I ribelli Houthi dello Yemen hanno rivendicato un attacco alla portaerei USS Harry S. Truman e ad altre navi da guerra statunitensi nel nord del Mar Rosso. Il secondo in 24 ore, come rappresaglia ai raid degli Stati Uniti nei giorni precedenti. Gli epicentri sono tutte aree controllate dai ribelli tra cui la capitale Sanaa e la provincia di Saada, al confine con l’Arabia Saudita.

Il portavoce degli Houthi, Yahya Saree, ha specificato che l’attacco è stato effettuato con 18 missili balistici e da crociera, oltre a droni, in uno scontro che sarebbe durato diverse ore. Ieri sera il ministro della Sanità yemenita ha fatto sapere che il bilancio delle vittime è salito a 98 feriti e 53 morti. Tra questi ultimi ci sono cinque bambini e due donne.

Da Washington non arriva nessuna conferma circa l’attacco o dettagli su eventuali danni o vittime. Nel frattempo stanotte l’America ha proseguito l’offensiva colpendo una fabbrica nella regione occidentale di Hodeida e la cabina di pilotaggio della ‘Galaxy Leader‘, una nave catturata più di un anno fa dai ribelli.

Un area strategica ad alto rischio

I maggiori player mondiali, Cina e Usa, hanno interessi economici e geopolitici che passano per il Mar Rosso. Quest’ultimo infatti collega il Mar Mediterraneo all’Oceano Indiano e circa il 10-12% del commercio mondiale(incluso petrolio) passa di qui.

(Dati di annotazione dei contorni)
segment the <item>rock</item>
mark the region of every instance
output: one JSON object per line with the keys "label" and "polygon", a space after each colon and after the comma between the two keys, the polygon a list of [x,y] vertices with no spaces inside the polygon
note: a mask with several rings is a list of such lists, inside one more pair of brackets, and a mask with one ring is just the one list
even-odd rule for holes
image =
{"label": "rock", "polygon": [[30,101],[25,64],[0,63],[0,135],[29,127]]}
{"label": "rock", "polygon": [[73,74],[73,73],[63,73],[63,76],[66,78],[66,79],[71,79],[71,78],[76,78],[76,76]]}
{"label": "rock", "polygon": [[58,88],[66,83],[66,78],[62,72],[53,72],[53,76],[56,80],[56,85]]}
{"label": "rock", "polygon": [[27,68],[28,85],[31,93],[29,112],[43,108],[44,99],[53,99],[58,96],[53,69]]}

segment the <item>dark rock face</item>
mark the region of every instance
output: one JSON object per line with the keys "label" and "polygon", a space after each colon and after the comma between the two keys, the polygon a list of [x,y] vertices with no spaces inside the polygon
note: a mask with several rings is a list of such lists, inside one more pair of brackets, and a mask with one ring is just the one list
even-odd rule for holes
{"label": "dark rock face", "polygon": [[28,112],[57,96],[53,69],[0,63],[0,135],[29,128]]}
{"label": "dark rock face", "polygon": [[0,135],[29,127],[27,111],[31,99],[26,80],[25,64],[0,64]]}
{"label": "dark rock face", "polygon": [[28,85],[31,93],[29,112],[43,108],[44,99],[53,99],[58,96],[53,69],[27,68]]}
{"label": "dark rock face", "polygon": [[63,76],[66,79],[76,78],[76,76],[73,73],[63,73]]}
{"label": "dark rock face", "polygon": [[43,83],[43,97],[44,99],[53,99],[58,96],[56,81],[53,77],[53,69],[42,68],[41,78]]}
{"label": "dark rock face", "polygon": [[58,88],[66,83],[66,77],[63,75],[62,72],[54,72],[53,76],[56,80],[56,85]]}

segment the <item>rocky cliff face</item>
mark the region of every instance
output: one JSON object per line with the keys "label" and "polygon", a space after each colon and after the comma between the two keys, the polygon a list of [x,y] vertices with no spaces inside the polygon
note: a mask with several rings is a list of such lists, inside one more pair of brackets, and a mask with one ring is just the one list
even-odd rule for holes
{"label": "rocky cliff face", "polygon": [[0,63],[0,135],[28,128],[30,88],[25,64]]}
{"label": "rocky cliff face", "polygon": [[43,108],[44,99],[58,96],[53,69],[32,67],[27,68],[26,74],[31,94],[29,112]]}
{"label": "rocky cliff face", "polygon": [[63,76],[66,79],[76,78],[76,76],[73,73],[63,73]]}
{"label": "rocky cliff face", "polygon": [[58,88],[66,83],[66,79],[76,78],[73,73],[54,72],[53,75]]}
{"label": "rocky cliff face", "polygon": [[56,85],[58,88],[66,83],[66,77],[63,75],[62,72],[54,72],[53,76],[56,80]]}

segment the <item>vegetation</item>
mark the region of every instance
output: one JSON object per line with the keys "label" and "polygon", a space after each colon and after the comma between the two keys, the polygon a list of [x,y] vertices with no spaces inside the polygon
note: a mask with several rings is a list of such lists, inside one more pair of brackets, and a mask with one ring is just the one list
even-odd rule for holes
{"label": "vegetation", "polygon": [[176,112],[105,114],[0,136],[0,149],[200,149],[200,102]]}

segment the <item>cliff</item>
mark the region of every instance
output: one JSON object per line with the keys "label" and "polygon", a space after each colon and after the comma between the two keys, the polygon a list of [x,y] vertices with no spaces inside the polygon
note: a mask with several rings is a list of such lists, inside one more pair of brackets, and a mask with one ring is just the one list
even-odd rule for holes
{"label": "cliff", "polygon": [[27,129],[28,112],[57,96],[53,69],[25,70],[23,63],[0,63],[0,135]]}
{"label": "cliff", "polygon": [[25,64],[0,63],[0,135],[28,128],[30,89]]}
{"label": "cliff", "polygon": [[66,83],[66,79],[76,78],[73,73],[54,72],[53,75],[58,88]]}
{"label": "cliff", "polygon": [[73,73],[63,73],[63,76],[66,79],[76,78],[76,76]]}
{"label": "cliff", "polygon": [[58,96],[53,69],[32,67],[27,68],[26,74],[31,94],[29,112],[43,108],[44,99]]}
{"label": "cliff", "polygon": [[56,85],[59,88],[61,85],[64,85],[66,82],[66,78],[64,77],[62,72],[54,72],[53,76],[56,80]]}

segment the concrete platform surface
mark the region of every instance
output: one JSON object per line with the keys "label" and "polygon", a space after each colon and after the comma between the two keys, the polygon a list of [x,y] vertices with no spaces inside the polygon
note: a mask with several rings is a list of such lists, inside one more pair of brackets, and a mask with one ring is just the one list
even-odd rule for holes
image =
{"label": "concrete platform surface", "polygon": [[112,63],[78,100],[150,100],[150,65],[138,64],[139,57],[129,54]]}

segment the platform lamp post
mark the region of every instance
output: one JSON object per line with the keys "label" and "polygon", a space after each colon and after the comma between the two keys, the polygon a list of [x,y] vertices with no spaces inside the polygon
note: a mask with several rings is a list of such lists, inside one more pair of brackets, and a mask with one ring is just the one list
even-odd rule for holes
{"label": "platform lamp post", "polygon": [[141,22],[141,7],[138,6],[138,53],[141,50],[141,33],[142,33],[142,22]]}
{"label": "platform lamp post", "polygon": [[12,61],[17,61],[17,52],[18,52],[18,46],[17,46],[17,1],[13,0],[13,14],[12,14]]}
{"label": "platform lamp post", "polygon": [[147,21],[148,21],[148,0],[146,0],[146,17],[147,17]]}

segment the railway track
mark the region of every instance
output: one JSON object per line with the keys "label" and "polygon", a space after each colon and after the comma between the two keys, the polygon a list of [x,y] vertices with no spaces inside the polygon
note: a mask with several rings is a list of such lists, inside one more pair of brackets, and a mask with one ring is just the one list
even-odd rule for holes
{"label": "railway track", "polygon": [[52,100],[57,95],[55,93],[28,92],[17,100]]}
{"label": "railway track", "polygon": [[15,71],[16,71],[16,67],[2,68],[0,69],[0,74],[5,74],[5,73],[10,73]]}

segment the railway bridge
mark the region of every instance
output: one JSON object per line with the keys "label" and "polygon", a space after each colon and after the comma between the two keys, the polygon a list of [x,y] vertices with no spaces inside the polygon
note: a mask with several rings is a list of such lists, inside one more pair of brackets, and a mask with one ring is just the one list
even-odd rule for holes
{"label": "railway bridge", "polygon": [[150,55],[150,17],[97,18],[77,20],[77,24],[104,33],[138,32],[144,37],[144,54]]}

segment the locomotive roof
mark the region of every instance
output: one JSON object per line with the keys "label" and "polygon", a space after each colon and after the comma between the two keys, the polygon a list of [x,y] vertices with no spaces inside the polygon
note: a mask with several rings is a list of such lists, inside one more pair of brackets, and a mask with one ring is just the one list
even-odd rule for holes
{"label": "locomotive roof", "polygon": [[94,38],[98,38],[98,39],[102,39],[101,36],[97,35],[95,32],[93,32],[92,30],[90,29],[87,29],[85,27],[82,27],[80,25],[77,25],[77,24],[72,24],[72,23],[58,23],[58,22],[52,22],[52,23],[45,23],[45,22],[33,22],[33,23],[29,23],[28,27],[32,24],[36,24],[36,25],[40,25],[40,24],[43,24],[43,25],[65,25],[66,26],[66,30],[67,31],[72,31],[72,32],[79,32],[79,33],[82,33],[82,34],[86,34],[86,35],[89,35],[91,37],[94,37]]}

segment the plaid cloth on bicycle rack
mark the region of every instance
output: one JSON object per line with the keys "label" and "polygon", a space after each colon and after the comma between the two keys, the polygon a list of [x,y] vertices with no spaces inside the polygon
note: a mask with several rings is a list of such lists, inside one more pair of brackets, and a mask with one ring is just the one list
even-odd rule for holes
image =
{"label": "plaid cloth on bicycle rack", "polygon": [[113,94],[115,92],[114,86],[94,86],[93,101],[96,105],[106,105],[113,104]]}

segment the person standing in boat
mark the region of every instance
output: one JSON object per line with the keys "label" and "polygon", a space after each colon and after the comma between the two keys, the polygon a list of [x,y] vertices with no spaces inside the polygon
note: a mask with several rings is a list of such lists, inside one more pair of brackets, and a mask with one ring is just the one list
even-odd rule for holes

- ATTIVITÀ DA SVOLGERE -
(a) Secondo il testo sull'attacco degli Houthi, con quanti missili è stato effettuato l'attacco, stando al portavoce Yahya Saree?
(b) Come si traduce in inglese questa frase del testo sull'attacco degli Houthi: "Da Washington non arriva nessuna conferma circa l'attacco o dettagli su eventuali danni o vittime."?
(c) Prosegui il testo sull'attacco degli Houthi nel Mar Rosso a partire dalla sua ultima frase.
I dati non servono per svolgere queste attività.

- RISPOSTE ALLE ATTIVITÀ -
(a) Con 18 missili balistici e da crociera, oltre a droni.

(b) No confirmation of the attack, nor any details about possible damage or casualties, has come from Washington.

(c)
Gli attacchi dei ribelli yemeniti alle navi occidentali e israeliane hanno aumentano i costi dei trasporti e rallentato i flussi commerciali in generale. Dopo un’interruzione dovuta principalmente al conflitto israelo-palestinese, gli assalti sono ripresi e sono esacerbati in una vera e propria escalation che ha come protagonisti Iran, USA, Cina e molti altri attori globali.

Lo Yemen è uno strumento strategico nello scontro tra Iran e Stati Uniti. Donald Trump, nella sua seconda presidenza, sta spingendo per bloccare il programma di Teheran di dotarsi di armi atomiche. I recenti attacchi dei ribelli, con il sostegno dell’Iran dalla loro parte, mettono pressione a Washington che deve gestire insieme la sicurezza marittima e la minaccia nucleare.

La Cina, dal canto suo, non ha interessi militari nel Mar Rosso, avendo una base a Gibuti e cooperando con Paesi Africani e mediorientali. Tuttavia è sicuramente uno dei maggiori importatori di petrolio e gas – circa il 40% del commercio Asia-Europa passa per il canale di Suez – per cui la posta in gioco ora si alza.

Nelle scorse ore la portavoce del ministero degli Esteri cinese, Mao Ning, ha sollecitato tutte le parti “al dialogo” e a disinnescare le tensioni che mettono a rischio un’area strategica dal punto di vista commerciale in una fascia territoriale altamente problematica invece dal punto di vista geopolitico.